- [TEXTO]

===

Folha de S. Paulo


A crueldade dos grandes momentos

Editoria de Arte/Folhapress
Placar da votação,com fotos dos deputados,ocupa uma página no
Placar da votação,com fotos dos deputados, ocupa uma página no "Estado" (à dir.) e duas na Folha

A definição é do jornalista Cláudio Abramo (1923-87), figura símbolo do jornalismo brasileiro e da Folha, em especial: "Um grande jornal se conhece nos grandes momentos".

Abramo tinha regras simples para o bom jornalismo: escrever de maneira compreensível, cumprir os horários, renovar-se continuamente, porque um jornal é fruto da criatividade intelectual e artística. Sua definição de grande jornal pode parecer acaciana para leitores, mas os integrantes de uma redação sabem o tamanho do desafio que contém.

A reflexão de Abramo veio à tona ao conversar sobre a cobertura da imprensa do momento histórico vivido na semana passada. Pela primeira vez um presidente foi acusado de crime de corrupção no exercício do cargo, mas a investigação de seus atos foi sustada pelo voto de 51% dos deputados.

Para o país, foi um episódio triste, quase vergonhoso. Para os jornalistas, era um grande momento.

===

- [DADOS DA TAREFA]
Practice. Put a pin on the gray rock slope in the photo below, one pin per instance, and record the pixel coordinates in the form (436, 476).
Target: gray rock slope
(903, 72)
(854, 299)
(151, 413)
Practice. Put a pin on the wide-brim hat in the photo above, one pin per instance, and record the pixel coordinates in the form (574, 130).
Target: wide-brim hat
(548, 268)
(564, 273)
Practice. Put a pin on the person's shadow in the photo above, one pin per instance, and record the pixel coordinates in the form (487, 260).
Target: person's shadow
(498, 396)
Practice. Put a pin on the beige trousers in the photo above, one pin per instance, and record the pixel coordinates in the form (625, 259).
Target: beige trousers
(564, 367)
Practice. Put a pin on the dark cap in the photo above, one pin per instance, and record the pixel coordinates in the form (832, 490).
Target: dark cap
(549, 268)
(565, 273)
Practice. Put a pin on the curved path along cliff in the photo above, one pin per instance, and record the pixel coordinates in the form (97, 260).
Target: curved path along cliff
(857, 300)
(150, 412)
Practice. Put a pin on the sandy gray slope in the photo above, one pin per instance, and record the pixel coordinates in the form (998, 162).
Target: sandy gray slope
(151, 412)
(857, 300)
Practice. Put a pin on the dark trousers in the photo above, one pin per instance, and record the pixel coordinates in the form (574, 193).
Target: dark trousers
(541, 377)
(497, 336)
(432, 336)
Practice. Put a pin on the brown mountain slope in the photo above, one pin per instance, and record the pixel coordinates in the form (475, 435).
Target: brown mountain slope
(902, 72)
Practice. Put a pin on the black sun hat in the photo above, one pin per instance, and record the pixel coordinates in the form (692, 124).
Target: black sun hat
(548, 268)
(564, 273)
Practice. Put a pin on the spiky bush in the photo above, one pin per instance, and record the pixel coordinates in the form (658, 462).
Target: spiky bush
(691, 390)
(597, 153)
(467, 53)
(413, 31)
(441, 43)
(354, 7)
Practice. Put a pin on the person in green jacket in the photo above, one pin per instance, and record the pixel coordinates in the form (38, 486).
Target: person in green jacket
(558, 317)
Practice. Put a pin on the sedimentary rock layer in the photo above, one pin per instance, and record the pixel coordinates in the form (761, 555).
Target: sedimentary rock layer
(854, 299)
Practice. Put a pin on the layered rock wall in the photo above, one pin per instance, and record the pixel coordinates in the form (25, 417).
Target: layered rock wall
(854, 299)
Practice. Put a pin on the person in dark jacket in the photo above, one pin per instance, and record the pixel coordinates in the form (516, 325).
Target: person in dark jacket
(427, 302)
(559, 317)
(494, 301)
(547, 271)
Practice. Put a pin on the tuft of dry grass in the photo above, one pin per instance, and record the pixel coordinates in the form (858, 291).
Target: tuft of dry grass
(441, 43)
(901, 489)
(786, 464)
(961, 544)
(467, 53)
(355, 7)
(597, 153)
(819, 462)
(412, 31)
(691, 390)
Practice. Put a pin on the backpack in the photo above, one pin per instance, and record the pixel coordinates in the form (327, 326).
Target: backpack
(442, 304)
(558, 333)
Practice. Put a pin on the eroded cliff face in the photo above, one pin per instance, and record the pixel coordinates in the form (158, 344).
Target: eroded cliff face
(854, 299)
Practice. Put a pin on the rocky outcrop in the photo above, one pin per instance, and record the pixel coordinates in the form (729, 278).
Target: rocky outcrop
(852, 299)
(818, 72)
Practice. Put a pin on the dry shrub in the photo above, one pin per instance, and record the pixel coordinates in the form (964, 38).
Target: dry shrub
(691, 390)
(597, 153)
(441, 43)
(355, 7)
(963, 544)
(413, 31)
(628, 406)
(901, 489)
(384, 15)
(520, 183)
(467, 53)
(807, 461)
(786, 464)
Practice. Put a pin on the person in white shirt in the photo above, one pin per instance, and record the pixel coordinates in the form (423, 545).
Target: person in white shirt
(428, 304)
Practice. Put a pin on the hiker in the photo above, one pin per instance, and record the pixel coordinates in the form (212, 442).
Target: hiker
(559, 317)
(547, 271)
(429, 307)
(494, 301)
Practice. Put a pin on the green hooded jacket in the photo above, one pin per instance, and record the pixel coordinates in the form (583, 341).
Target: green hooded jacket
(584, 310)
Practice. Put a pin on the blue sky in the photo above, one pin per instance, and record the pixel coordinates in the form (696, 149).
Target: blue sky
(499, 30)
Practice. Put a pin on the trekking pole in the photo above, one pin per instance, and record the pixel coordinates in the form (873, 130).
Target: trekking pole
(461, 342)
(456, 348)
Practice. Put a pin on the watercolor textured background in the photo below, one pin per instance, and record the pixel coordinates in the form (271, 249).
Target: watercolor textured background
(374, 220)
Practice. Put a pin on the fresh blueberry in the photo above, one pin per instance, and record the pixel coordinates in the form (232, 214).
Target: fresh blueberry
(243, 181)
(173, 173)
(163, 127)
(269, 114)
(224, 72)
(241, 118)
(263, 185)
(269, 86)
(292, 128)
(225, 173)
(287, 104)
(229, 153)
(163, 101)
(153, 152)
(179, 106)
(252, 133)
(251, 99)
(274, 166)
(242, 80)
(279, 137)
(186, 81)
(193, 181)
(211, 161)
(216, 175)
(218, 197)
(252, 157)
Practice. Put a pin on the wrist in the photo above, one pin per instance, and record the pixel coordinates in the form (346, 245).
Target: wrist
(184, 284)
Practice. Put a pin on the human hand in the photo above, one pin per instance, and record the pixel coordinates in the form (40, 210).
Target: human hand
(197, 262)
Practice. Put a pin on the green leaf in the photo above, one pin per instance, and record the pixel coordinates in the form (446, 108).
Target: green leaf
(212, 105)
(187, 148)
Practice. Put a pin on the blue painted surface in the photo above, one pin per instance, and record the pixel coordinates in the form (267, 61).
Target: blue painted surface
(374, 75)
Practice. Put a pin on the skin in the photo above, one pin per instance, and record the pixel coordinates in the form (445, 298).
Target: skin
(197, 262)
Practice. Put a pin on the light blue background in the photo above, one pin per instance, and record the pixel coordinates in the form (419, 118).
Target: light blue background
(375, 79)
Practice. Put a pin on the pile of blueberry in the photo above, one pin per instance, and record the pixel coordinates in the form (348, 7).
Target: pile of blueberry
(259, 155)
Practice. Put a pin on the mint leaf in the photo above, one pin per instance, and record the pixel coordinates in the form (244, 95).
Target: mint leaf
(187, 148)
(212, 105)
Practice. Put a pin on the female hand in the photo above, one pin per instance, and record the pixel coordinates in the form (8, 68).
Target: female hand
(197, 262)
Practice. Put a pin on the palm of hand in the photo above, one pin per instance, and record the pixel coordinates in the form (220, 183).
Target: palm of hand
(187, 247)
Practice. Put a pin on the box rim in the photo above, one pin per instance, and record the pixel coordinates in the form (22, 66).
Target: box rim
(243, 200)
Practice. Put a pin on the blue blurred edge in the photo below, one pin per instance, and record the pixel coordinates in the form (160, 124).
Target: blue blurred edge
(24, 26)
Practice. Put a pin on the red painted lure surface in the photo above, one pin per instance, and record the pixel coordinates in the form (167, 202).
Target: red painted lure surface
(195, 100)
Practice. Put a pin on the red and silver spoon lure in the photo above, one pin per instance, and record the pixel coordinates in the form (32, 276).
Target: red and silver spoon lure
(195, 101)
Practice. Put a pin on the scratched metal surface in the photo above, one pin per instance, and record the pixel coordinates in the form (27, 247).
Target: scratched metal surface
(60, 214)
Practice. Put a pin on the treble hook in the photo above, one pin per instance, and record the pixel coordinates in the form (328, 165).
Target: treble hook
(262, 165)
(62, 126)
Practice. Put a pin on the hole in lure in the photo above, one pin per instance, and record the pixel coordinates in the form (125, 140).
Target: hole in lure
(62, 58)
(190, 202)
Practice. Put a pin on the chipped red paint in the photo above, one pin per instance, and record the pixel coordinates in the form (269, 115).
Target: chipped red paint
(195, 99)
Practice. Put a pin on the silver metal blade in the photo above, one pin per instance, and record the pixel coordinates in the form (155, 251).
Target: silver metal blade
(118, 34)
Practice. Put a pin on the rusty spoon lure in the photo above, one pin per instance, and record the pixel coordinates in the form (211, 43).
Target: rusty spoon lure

===

- [OBJETIVO 1] Edite as linhas dos registros que vão da linha que contém "Practice. Put a pin on the red and" até o fim dos registros, trocando "treble hook" por "fish hook" e deixando todo o resto igual.
- [OBJETIVO 2] Retome o texto sobre a cobertura da imprensa na votação dos deputados e dê continuidade a ele a partir da última frase.
O texto e os registros não têm relação entre si.

- [RESULTADO DA TAREFA 1]
Practice. Put a pin on the red and silver spoon lure in the photo above, one pin per instance, and record the pixel coordinates in the form (32, 276).
Target: red and silver spoon lure
(195, 101)
Practice. Put a pin on the scratched metal surface in the photo above, one pin per instance, and record the pixel coordinates in the form (27, 247).
Target: scratched metal surface
(60, 214)
Practice. Put a pin on the fish hook in the photo above, one pin per instance, and record the pixel coordinates in the form (328, 165).
Target: fish hook
(262, 165)
(62, 126)
Practice. Put a pin on the hole in lure in the photo above, one pin per instance, and record the pixel coordinates in the form (125, 140).
Target: hole in lure
(62, 58)
(190, 202)
Practice. Put a pin on the chipped red paint in the photo above, one pin per instance, and record the pixel coordinates in the form (269, 115).
Target: chipped red paint
(195, 99)
Practice. Put a pin on the silver metal blade in the photo above, one pin per instance, and record the pixel coordinates in the form (155, 251).
Target: silver metal blade
(118, 34)
Practice. Put a pin on the rusty spoon lure in the photo above, one pin per instance, and record the pixel coordinates in the form (211, 43).
Target: rusty spoon lure

- [RESULTADO DA TAREFA 2]
A comparação das edições digitais e impressas dos três principais jornais do país –Folha, "O Globo" e "O Estado de S. Paulo"– com a cobertura da sessão da Câmara dos Deputados sobre a denúncia por corrupção contra o presidente Michel Temer, em 2 de agosto, impressiona pela indiferenciação.

É claro que havia um ou outro detalhe que podia ser apontado como "diferencial", mas não havia nada que se destacasse.

A pasteurização editorial revelou-se já no dia da apresentação da votação na Câmara. Pulularam relatos quase idênticos da ofensiva final do Planalto, infográficos com os detalhes da votação, especulava-se sobre a estratégia da oposição e todos conduziram enquetes com os parlamentares sobre seu posicionamento a respeito da denúncia.

No dia seguinte, páginas se repetiram: quadros com o resultado da votação, narrativas da ação de ministros cabulando votos no plenário, bate-bocas, empurra-empurra e cenas constrangedoras.

Como tem acontecido em momentos recentes, a Folha foi graficamente mais discreta –menosprezando o caráter inédito da votação–, e "O Globo", mais exagerado. Conservador por tradição, "O Estado de S. Paulo" manteve-se no meio termo.

A questão de fundo é a dificuldade dos jornais em diversificar pautas e abordagens na era de fatos políticos quentes, transmitidos ao vivo pela internet e pela TV por horas a fio, com a saturação de análises e comentários.

A cobertura em tempo real, até pela TV Globo, torna o jornal impresso e mesmo as edições digitais irrelevantes, a menos que consigam oferecer algo que a TV não pode dispor. Muitos textos se concentram no passado e no presente imediato, sendo ineficientes na tentativa de explicação do futuro.

Os jornais se esforçaram para demonstrar o quanto custou financeiramente para o país a vitória de Temer. Não foram efetivos em identificar com precisão, no entanto, quem ganhou quanto ou o quê. Se bem-sucedida a investigação, seria uma enorme diferenciação das emissoras de TV.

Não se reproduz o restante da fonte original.